Tâche demandée A ->
Dans les lignes de données, remplacez « outline » par « boundary » et recopiez-les sans autre changement, en commençant à la ligne qui contient « Find the white cloud; » et en vous arrêtant après celle qui contient « [[[0,89],[3,138],[88,138],[137,125],[117,103]]] ».

─── Extrait ───

« Un business dont le seul but est de faire de l’argent est un bien triste business » (Henry Ford)
Le surf véhicule une conception engagée du monde, une certaine liberté, une perpétuelle recherche et fera toujours rêver les foules. Et ça, les entrepreneurs accros aux boardshorts l’ont vite compris. Comment un sport synonyme de liberté et d’adrénaline qui ne cesse de ramener des images uniques à couper le souffle, où certains riders risquent leur vie, ne pourrait-il pas aussi ramener de l’argent ? C’est pourquoi, il y a quelques années, tout le monde s’est mis à miser sur ce sport « émergent », certains se rempliront les poches, d’autres fuiront ce système (« C’était mieux avant ») ou perdront beaucoup lorsque la valeur des titres chez Quiksilver dégringola.
Un lifestyle qui rapporte des sous.
Le surf business est apparu il y a une vingtaine d’années environ. Relativement surprenant car le surf est un sport qui a émergé sur les bases d’une contreculture, notamment aux Etats-Unis ou encore à J-Bay comme le témoigne Bruce Gold, dernier hippie du légendaire spot sud-africain. Quête de liberté, voyages et découvertes de vagues toujours plus creuses et parfaites sur les spots les plus reculés de la planète, sont des valeurs ancrées dans la tête de chaque surfeur, quel que soit son niveau ; mais le surf comme le rock’n’roll s’est normalisé. Cette légère « aseptisation » économique du milieu ne cessera de diviser ses adhérents, dont chacun des arguments se défend finalement pour des raisons opposées.

─── Lignes présentées ───

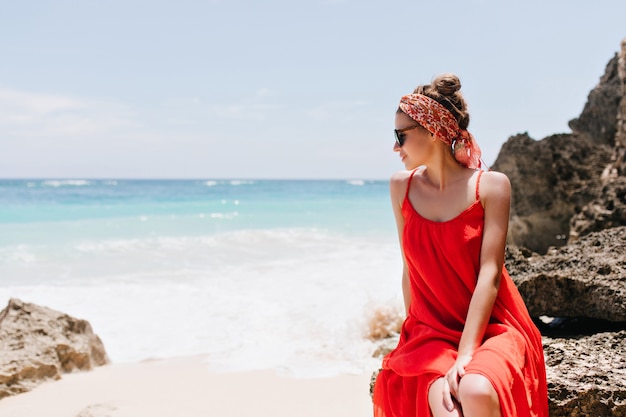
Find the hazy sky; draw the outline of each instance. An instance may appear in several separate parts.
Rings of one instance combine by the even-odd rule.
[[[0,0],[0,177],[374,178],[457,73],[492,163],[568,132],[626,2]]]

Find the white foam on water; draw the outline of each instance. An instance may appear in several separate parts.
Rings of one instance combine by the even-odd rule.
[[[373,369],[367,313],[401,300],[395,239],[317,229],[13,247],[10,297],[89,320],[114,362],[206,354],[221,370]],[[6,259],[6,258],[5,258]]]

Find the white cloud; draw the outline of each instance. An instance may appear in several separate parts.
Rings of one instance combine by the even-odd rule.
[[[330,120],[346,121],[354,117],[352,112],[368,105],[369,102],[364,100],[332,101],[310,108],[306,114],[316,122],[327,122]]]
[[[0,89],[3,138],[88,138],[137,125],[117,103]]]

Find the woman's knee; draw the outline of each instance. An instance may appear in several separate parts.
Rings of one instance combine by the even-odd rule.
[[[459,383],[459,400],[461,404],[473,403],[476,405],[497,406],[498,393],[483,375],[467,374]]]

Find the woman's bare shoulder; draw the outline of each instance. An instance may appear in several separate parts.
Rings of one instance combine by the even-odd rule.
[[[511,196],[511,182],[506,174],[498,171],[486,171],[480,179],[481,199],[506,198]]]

───
─── Lignes présentées ───

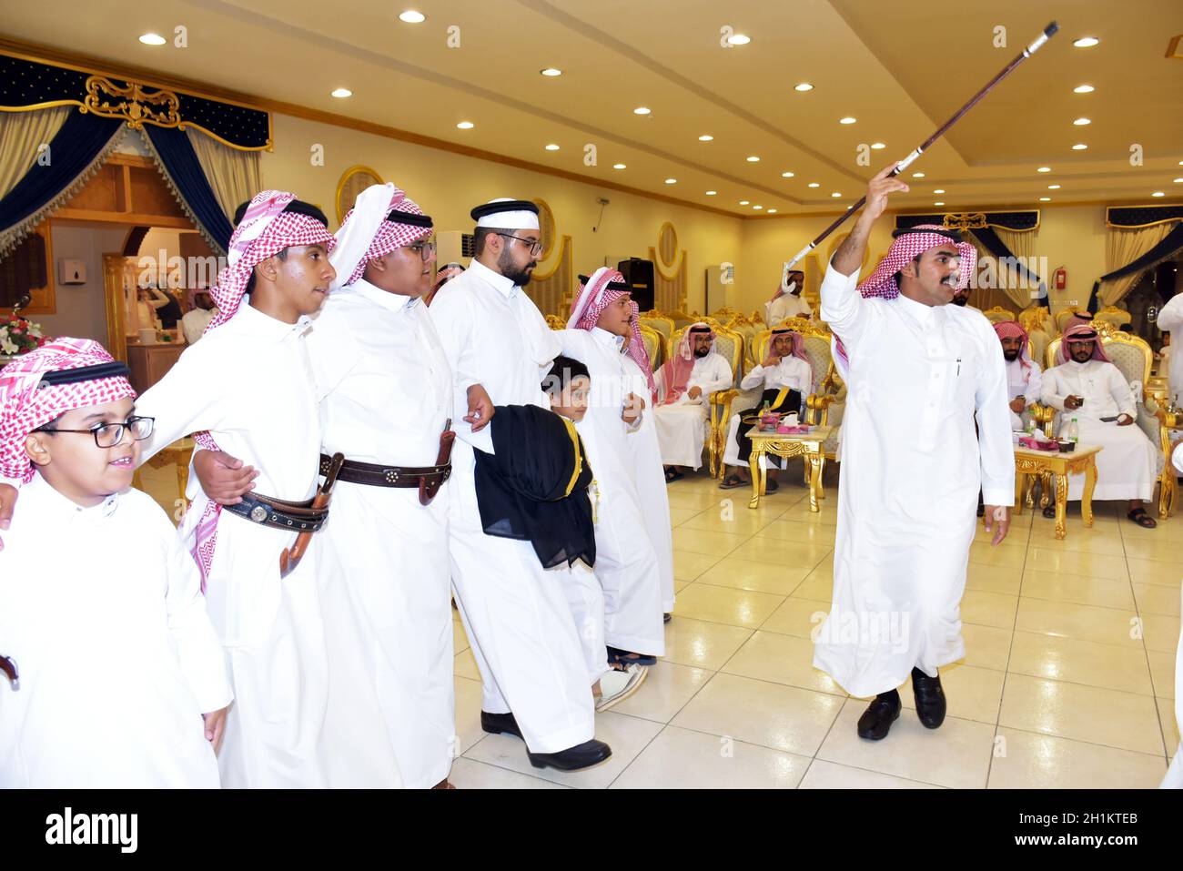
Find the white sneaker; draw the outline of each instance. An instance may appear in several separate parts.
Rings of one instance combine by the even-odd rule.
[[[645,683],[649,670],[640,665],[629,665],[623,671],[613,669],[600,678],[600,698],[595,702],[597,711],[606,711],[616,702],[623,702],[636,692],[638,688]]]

───

Tâche demandée B ->
Poursuivez l'extrait sur le surf business à la suite de sa dernière phrase.

Réponse à la tâche A ->
Find the white cloud; draw the boundary of each instance. An instance may appear in several separate parts.
Rings of one instance combine by the even-odd rule.
[[[330,120],[346,121],[354,117],[352,112],[368,105],[369,102],[364,100],[332,101],[310,108],[306,114],[316,122],[327,122]]]
[[[0,89],[3,138],[88,138],[137,125],[117,103]]]

Réponse à la tâche B ->
Les derniers chiffres valent le détour et justifient cette croissance à deux chiffres pendant 25 ans, montrant à quel point les volumes de ventes ont grossi ces dernières années et comment le commerce autour du surf s’est élargi, sans cesse à la recherche de parts de marché supplémentaires. Aujourd’hui, le monde du surf pèse 6,5 milliards d’euros dont 3,7 aux Etats-Unis et 1,7 chez nous en Europe, à qui on doit une bonne partie à la France et ses fameux spots du sud-ouest (3500 emplois en Aquitaine). A elle seule, la marque Quiksilver s’accapare 23% du marché. Des chiffres provenant essentiellement du surfwear.
Même si le surf est un domaine qui a subi la crise, il semble aujourd’hui à la fin d’un cycle. Il a su se maintenir et ne devrait pas tarder à repartir, si ce n’est pas déjà fait. Comme tout banc de sable magique, tout business fleurissant peut disparaître momentanément, mais ce n’est que pour mieux se reformer autre part. Ce n’est pas le célèbre beachbreak landais de La Gavière ou l’industrie du surf qui vous dira le contraire.
Un business sur la vague du succès.
Les cours de surf sont une affaire qui marche. Les écoles de surf ont fait une excellente année en 2016 encore. Alors qu’elles travaillaient principalement deux mois par an, les moteurs tournent désormais à plein régime pendant quatre à six mois même si la concurrence ne cesse d’augmenter. On comptait 3 moniteurs de surf il y a 20 ans à Biarritz, ils sont plus d’une quarantaine aujourd’hui. La Côte des Basques n’abrite pas moins de 5 écoles de surf à elle seule. Accueillant des centaines de surfeurs chaque été, facturant les stages eux-mêmes à quelques centaines d’euros, on vous laisse faire le calcul des gains de ces écoles d’un autre genre ; ce à quoi s’ajoutent souvent des ventes de matériel, des locations. 1h de cours particulier chez Hastea sous les yeux de la villa Belza à Biarritz vous coûtera tout simplement 100 €, la planche en mousse te sera quand même fournie à ce prix-là.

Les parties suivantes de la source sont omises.